# Cement Floor Coverings



## Ian (Jan 16, 2003)

I have an older honey house. The new honey house is on the books, but not for another 5 years or so. I need to do something with this floor. Its an old smooth cement floor. Cracks, wear and pieced together. 
The real problem is its hard to clean. Ill scrub after every extraction, extractor and floor. But that mold on the floor just is too hard to keep from creeping back from the corners. 

What I want is a good covering. Be it paint or industrial linoleum. Something durable enough to run forklifts over, easy to clean and install. Cost is also a factor. 

What do you guys do? Any thoughts on an old floor?


----------



## gregstahlman (Oct 7, 2009)

we apply acrylic concrete sealer to our floor every year using a garden sprayer. tried a latex product one time but i dont think it held up as well. honey and water is really harsh on concrete.


----------



## Roland (Dec 14, 2008)

How much area must you cover? Food grade epoxy flooring is very tough, and will last a long time, but may not me justified if you are only going to replace it in 5 years.

Roland


----------



## Beeslave (Feb 6, 2009)

Ian said:


> But that mold on the floor just is too hard to keep from creeping back from the corners.


Use a garden sprayer with bleach solution. Spray the floor down with it after you are done hosing it down. That sounds alot easier than scrubbing, scraping, etching(stinky acid bath) and applying the coating for a few years more service


----------



## coopermaple (Aug 30, 2009)

Ian,
This product should work and cost is not too bad. Still going to have get the mold of before applying it.
http://www.concrete-floor-coatings.com/


----------



## Allen Martens (Jan 13, 2007)

Coppermaple:

The Dura Seal 400 sound interesting but nasty to work with. Do you have experience working with this product?

Ian:

We wash with bleach water daily and do a heavy duty bleach wash in fall and spring. Each spring we coat the floor with acrylic floor sealer from Menards. Does a decent job at a very reasonable price. Way easier to clean than regular concrete and mold really isn't a problem if floors are cleaned everyday. Had some problems with wax and honey on the floor by the spin float and there the concrete got corroded some.


----------



## coopermaple (Aug 30, 2009)

-=-=-=-=-

PROBLEMS TO SOLVE:
• a. Answer these questions from the cement floor thread:
(i) How often does gregstahlman apply acrylic concrete sealer, and with what tool?
(ii) What kind of flooring does Roland call very tough?
(iii) Where does Allen Martens get the acrylic floor sealer he uses?
• b. Name every user who appears in a post heading of the cement floor thread, each only once.
• c. Reproduce a passage from the cement floor thread word for word, beginning at the words "What I want" and stopping after "(Oct 7, 2009)".

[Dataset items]

-=-=-=-=-

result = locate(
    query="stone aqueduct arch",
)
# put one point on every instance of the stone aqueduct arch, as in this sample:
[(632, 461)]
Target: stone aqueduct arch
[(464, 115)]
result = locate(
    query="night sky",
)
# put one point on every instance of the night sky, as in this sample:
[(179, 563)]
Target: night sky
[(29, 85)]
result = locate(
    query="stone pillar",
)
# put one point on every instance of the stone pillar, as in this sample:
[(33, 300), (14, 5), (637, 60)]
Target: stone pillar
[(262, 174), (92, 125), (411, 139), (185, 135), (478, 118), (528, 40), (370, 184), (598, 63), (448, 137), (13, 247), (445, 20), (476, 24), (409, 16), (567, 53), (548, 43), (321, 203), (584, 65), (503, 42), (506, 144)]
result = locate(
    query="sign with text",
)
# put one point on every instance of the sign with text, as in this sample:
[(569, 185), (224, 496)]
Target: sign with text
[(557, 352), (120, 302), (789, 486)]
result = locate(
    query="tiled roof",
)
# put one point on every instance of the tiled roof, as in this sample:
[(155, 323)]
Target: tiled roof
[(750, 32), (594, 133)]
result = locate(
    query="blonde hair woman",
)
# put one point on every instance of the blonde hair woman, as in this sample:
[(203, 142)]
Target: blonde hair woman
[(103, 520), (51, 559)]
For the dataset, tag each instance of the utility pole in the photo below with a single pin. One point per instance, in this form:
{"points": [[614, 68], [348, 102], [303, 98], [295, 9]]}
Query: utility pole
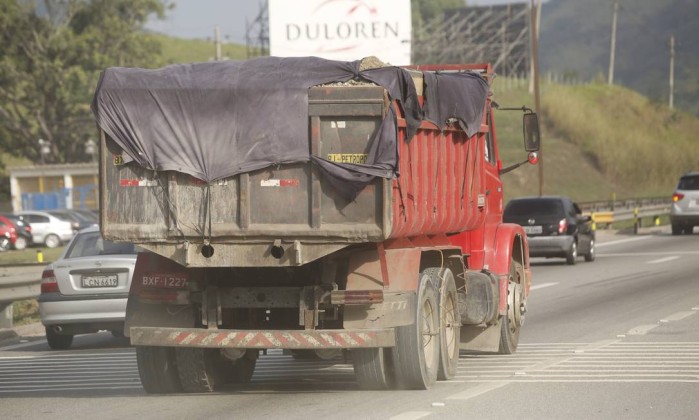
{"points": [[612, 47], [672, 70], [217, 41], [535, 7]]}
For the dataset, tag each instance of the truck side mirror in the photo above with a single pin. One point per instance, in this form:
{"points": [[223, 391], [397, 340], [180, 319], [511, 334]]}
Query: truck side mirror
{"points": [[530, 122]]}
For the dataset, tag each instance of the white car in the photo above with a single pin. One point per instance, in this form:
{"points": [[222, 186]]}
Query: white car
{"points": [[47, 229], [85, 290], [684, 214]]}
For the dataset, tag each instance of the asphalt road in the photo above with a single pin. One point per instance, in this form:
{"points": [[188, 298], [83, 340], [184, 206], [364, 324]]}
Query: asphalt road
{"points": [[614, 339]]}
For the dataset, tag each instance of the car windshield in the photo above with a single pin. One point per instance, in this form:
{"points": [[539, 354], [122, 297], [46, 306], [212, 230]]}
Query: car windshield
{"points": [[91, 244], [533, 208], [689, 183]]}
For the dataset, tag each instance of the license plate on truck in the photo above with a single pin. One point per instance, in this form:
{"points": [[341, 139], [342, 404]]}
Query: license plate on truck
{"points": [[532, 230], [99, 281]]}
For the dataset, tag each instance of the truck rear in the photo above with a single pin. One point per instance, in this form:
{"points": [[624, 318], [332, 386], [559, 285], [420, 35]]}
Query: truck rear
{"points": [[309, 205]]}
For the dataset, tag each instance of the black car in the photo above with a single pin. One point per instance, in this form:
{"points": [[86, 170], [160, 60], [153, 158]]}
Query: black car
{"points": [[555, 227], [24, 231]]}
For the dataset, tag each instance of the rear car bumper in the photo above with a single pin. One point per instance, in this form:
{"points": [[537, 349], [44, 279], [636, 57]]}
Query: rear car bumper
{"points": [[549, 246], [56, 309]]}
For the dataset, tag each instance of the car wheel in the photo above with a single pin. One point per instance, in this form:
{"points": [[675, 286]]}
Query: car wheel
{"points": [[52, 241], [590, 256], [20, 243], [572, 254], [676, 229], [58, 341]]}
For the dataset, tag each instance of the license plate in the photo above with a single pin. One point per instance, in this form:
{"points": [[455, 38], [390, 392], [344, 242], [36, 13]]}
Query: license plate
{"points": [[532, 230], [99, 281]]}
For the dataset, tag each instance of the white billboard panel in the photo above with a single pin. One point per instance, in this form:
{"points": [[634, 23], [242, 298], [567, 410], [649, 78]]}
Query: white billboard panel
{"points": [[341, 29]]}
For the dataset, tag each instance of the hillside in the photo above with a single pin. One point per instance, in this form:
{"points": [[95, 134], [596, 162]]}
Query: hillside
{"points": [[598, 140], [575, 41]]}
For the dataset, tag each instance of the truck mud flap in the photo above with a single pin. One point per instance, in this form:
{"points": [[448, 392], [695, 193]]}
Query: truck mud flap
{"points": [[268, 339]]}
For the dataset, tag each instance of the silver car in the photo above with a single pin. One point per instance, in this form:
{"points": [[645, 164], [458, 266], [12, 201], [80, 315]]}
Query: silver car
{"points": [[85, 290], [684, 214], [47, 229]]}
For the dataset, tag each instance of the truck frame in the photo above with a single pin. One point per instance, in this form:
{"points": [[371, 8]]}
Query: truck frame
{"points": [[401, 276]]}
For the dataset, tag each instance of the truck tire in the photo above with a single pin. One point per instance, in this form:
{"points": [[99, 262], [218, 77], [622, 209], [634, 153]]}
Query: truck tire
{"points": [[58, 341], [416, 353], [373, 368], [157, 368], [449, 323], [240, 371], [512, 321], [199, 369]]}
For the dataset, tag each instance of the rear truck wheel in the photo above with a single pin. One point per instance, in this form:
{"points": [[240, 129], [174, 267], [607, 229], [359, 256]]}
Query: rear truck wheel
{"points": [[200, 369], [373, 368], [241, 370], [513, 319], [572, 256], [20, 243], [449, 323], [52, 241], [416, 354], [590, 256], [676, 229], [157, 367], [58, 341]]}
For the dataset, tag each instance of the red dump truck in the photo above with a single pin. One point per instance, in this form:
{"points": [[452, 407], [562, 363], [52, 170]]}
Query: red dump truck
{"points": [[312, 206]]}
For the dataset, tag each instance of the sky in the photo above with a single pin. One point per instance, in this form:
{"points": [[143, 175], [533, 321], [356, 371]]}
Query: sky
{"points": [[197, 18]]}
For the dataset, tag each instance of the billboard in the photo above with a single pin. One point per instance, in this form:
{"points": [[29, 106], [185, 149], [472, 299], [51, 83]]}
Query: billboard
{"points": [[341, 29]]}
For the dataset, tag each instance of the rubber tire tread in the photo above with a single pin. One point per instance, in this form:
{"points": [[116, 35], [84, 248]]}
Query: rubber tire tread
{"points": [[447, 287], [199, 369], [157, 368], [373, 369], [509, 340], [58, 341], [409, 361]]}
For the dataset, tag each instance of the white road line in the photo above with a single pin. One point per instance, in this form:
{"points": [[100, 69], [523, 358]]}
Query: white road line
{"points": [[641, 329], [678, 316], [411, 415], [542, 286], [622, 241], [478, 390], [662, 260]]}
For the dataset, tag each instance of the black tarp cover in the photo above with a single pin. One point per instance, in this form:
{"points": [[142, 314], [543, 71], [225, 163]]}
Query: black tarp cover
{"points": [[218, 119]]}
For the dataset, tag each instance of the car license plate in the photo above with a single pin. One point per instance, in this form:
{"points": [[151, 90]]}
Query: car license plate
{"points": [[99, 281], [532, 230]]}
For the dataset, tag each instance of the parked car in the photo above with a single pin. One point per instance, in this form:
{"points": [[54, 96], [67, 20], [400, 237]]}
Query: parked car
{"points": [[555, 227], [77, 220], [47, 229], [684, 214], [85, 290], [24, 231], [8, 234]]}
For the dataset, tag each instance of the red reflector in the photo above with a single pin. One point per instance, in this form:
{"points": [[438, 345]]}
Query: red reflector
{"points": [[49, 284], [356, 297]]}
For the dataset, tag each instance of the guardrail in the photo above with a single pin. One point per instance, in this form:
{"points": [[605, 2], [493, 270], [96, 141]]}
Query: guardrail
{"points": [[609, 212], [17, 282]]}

-=-=-=-=-

ANSWERS FOR THIS EXERCISE:
• a.
(i) Every year, using a garden sprayer.
(ii) Food grade epoxy flooring.
(iii) From Menards.

• b. Ian, gregstahlman, Roland, Beeslave, coopermaple, Allen Martens

• c.
What I want is a good covering. Be it paint or industrial linoleum. Something durable enough to run forklifts over, easy to clean and install. Cost is also a factor. 

What do you guys do? Any thoughts on an old floor?


----------



## gregstahlman (Oct 7, 2009)